WORK INSTRUCTION: Only an exact repetition of all the entries will be accepted.

** INFORMATION SUPPLIED follows **

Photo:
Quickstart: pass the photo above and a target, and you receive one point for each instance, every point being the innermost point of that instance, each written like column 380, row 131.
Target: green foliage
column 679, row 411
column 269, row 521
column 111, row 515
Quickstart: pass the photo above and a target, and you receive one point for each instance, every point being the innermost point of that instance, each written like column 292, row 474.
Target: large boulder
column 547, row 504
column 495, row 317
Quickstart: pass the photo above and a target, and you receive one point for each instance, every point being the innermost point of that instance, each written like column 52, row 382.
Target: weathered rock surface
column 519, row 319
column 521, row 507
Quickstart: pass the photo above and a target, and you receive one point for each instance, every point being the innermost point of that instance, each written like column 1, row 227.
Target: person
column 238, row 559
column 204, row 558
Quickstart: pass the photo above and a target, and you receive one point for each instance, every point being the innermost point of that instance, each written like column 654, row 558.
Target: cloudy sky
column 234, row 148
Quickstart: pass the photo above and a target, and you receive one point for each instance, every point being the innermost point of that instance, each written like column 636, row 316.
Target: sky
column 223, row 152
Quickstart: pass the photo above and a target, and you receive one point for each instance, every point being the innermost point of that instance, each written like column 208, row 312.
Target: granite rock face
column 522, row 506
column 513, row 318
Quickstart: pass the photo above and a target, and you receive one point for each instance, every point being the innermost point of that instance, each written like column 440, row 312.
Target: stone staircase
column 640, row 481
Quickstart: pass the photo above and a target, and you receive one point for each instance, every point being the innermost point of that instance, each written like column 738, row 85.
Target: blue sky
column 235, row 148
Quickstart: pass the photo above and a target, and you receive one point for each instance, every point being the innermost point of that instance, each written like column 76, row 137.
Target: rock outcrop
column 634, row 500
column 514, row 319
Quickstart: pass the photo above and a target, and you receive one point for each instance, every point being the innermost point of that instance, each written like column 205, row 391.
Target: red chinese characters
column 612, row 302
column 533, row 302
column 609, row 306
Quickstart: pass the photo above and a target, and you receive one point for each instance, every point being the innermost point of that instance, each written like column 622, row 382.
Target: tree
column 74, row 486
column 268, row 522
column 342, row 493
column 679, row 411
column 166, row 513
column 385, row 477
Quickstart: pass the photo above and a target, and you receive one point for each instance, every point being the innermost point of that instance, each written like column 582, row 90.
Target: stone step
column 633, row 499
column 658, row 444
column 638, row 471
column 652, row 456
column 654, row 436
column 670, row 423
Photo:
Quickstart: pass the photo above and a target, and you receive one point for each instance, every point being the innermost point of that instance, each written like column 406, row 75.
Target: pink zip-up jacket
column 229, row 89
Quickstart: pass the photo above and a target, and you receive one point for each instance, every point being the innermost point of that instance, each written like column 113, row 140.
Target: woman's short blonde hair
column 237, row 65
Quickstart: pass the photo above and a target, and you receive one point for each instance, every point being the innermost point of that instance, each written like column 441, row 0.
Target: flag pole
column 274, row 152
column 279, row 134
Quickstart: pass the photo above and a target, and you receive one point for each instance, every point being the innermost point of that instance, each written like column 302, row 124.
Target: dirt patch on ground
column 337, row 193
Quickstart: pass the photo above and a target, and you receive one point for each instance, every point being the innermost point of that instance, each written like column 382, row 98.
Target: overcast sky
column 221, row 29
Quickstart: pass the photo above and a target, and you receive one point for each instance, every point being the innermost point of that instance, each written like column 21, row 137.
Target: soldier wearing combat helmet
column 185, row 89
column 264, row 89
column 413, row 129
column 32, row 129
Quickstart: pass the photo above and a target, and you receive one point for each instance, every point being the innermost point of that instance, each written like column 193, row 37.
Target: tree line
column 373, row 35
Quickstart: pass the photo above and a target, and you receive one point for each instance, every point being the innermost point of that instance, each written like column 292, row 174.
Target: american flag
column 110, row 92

** End of INFORMATION SUPPLIED **

ANSWER TO THIS PROBLEM:
Photo:
Quickstart: pass the photo above and a target, and you receive one point for each instance, every point being the innermost point of that instance, each written like column 380, row 131.
Target: green foliage
column 679, row 411
column 269, row 521
column 111, row 515
Quickstart: pass the photo above and a target, and you receive one point for each instance, every point being the innermost point of that instance, each written like column 292, row 474.
Target: large boulder
column 547, row 504
column 495, row 317
Quickstart: pass the photo above and a target, and you receive one point for each instance, every point being the innermost point of that instance, each written like column 52, row 382.
Target: weathered rock surface
column 519, row 319
column 521, row 507
Quickstart: pass the photo above and a target, and you receive one point for each instance, every point being the innermost point of that instance, each written like column 1, row 227.
Target: person
column 238, row 559
column 204, row 558
Quickstart: pass the photo above and a target, and you receive one point for each instance, every point being the innermost point of that instance, each written like column 654, row 558.
Target: cloudy sky
column 234, row 148
Quickstart: pass the photo above and a target, and you receive one point for each instance, every point being the innermost point of that instance, each written like column 636, row 316.
Target: sky
column 223, row 152
Quickstart: pass the photo above and a target, and you receive one point for each instance, every point being the innermost point of that instance, each written like column 208, row 312.
Target: granite rock face
column 522, row 506
column 513, row 318
Quickstart: pass the photo above and a target, and you receive one point for each instance, every point being the innermost point of that instance, each written like column 440, row 312.
Target: stone staircase
column 640, row 481
Quickstart: pass the photo above and a target, and you receive one point for each instance, every point being the innermost point of that instance, each written like column 738, row 85.
Target: blue sky
column 235, row 148
Quickstart: pass the photo above and a target, and you receive one point for each instance, every point being the innermost point of that instance, each written like column 76, row 137.
Target: rock outcrop
column 634, row 500
column 514, row 319
Quickstart: pass the photo above and a target, and you receive one point for each instance, every point being the innermost point of that instance, each written like column 205, row 391.
Target: red chinese characters
column 612, row 302
column 533, row 302
column 609, row 306
Quickstart: pass the photo above and a target, and you receive one point for each instance, every point being the innermost point of that instance, each written like column 622, row 382.
Target: tree
column 74, row 486
column 268, row 522
column 342, row 493
column 679, row 411
column 166, row 513
column 385, row 477
Quickstart: pass the photo above and a target, and you receive one point for each instance, every point being the innermost point of that instance, each written like column 582, row 90.
Target: stone step
column 633, row 499
column 658, row 444
column 638, row 471
column 652, row 456
column 654, row 436
column 670, row 423
Photo:
Quickstart: pass the photo above and a target, and you receive one point for each instance, every point being the innermost point of that instance, each written like column 406, row 75.
Target: pink zip-up jacket
column 229, row 89
Quickstart: pass the photo above and a target, and you receive one point for each instance, every point being the innermost point of that instance, each written like column 113, row 140.
Target: woman's short blonde hair
column 237, row 65
Quickstart: pass the photo above and a target, and you receive one point for each instance, every point being the innermost point of that instance, each written like column 441, row 0.
Target: flag pole
column 274, row 152
column 279, row 134
Quickstart: pass the photo above and a target, and you receive one point for each instance, every point being the innermost point of that instance, each written like column 302, row 124.
Target: dirt patch on ground
column 337, row 193
Quickstart: pass the photo above and a target, and you receive one point for each instance, every point being the innermost point of that instance, each written like column 382, row 98.
Target: overcast sky
column 221, row 29
Quickstart: pass the photo above and a target, and you receive one point for each instance, every point being the innermost point of that instance, each written like column 21, row 137.
Target: soldier wearing combat helmet
column 185, row 89
column 264, row 89
column 413, row 129
column 32, row 129
Quickstart: pass the photo above and a target, and you receive one point for each instance, every point being the innermost point of that instance, each written like column 193, row 37.
Target: tree line
column 373, row 35
Quickstart: pass the photo above and a target, and you receive one point for each instance, every point being the innermost point of that instance, each written like column 292, row 174.
Target: american flag
column 110, row 92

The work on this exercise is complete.